### Task brief
Copy out each line of the data below in which "instances" appears.

### Entries supplied
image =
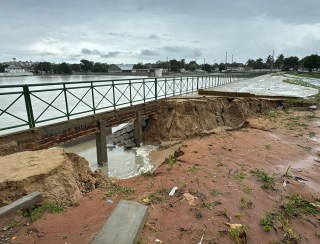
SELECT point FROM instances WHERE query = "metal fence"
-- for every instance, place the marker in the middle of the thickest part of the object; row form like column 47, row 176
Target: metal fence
column 28, row 106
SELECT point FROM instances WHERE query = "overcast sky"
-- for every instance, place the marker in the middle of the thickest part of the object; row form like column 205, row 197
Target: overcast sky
column 124, row 31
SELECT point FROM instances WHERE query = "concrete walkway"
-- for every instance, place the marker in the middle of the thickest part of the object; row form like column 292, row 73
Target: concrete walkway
column 268, row 85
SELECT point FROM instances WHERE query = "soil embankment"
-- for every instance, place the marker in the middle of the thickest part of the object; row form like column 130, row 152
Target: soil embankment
column 179, row 119
column 59, row 176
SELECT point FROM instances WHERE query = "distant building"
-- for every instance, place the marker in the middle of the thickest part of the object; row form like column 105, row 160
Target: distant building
column 120, row 68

### Answer box
SELECT point FROM instances WHERE query = "metal fence"
SELECT point FROM instances WHERE query = "overcast sky"
SELECT point FROM instances WHERE query = "concrete walkway"
SELECT point FROM instances WHERE query = "soil embankment"
SELECT point FROM instances WHERE query = "distant building"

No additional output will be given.